Arrange the records below, from the line with "For every instance of the parked" through the line with "pixel 258 182", both included, as a Markdown table with the columns No. and Line. Number each row and leave out blank lines.

Data rows
-- Start --

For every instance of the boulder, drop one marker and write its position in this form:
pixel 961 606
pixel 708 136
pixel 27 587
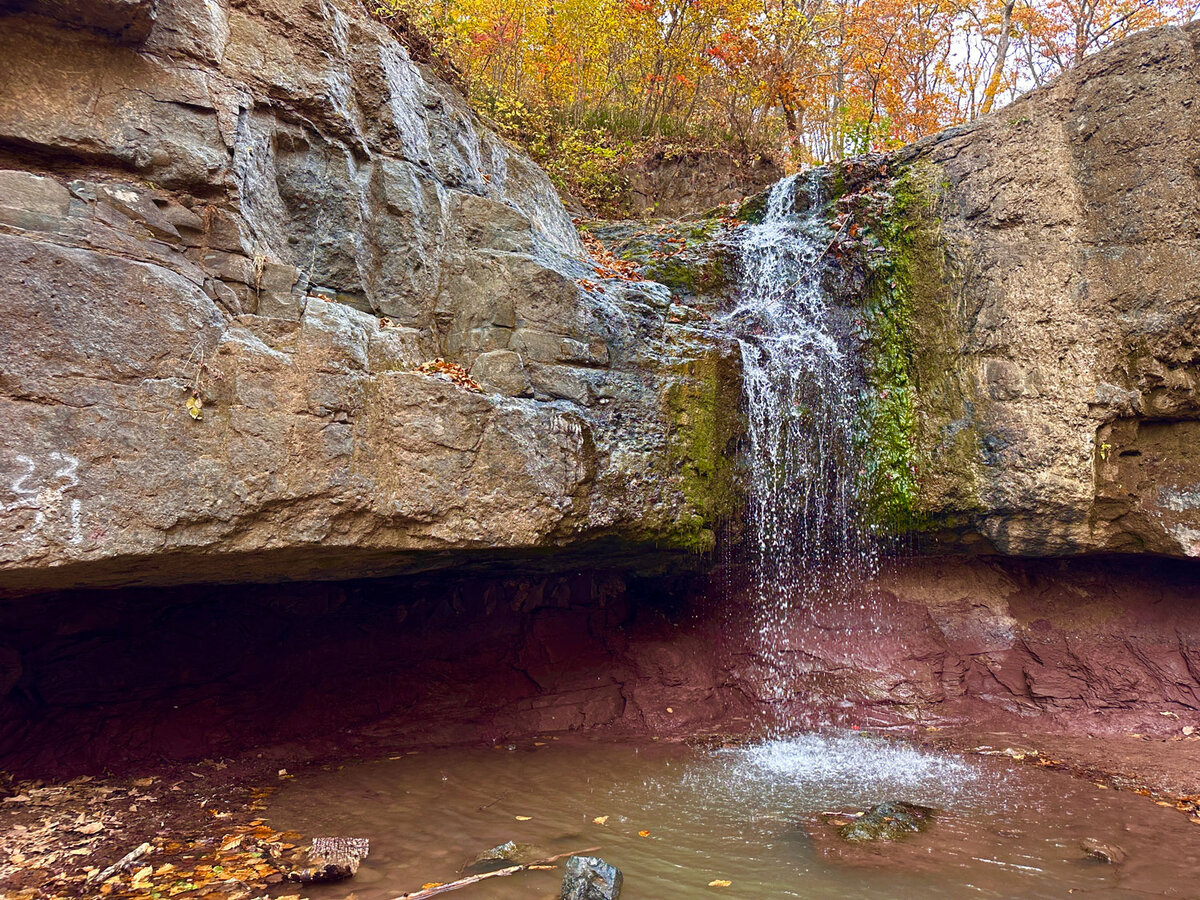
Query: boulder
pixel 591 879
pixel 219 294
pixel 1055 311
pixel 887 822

-- End --
-- Start --

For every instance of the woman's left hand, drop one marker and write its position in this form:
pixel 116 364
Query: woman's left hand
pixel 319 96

-- End --
-- Start --

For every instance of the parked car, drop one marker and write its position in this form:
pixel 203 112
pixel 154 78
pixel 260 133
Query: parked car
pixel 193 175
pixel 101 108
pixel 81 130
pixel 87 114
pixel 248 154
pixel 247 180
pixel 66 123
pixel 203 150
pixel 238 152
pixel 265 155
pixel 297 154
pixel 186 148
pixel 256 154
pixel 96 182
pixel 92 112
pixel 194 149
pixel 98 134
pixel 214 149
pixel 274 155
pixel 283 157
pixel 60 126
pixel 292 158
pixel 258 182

-- End --

Response
| No. | Line |
|---|---|
| 1 | For every instance of the parked car, drop one marker and write its position in this form: |
| 2 | pixel 203 112 |
| 3 | pixel 154 78 |
| 4 | pixel 260 133 |
| 5 | Query: parked car |
| 6 | pixel 193 175 |
| 7 | pixel 101 108 |
| 8 | pixel 81 130 |
| 9 | pixel 87 114 |
| 10 | pixel 248 154 |
| 11 | pixel 247 180 |
| 12 | pixel 66 123 |
| 13 | pixel 203 150 |
| 14 | pixel 238 152 |
| 15 | pixel 265 155 |
| 16 | pixel 297 154 |
| 17 | pixel 186 148 |
| 18 | pixel 256 154 |
| 19 | pixel 96 182 |
| 20 | pixel 92 112 |
| 21 | pixel 194 149 |
| 22 | pixel 98 134 |
| 23 | pixel 214 149 |
| 24 | pixel 274 155 |
| 25 | pixel 283 157 |
| 26 | pixel 60 126 |
| 27 | pixel 292 158 |
| 28 | pixel 258 182 |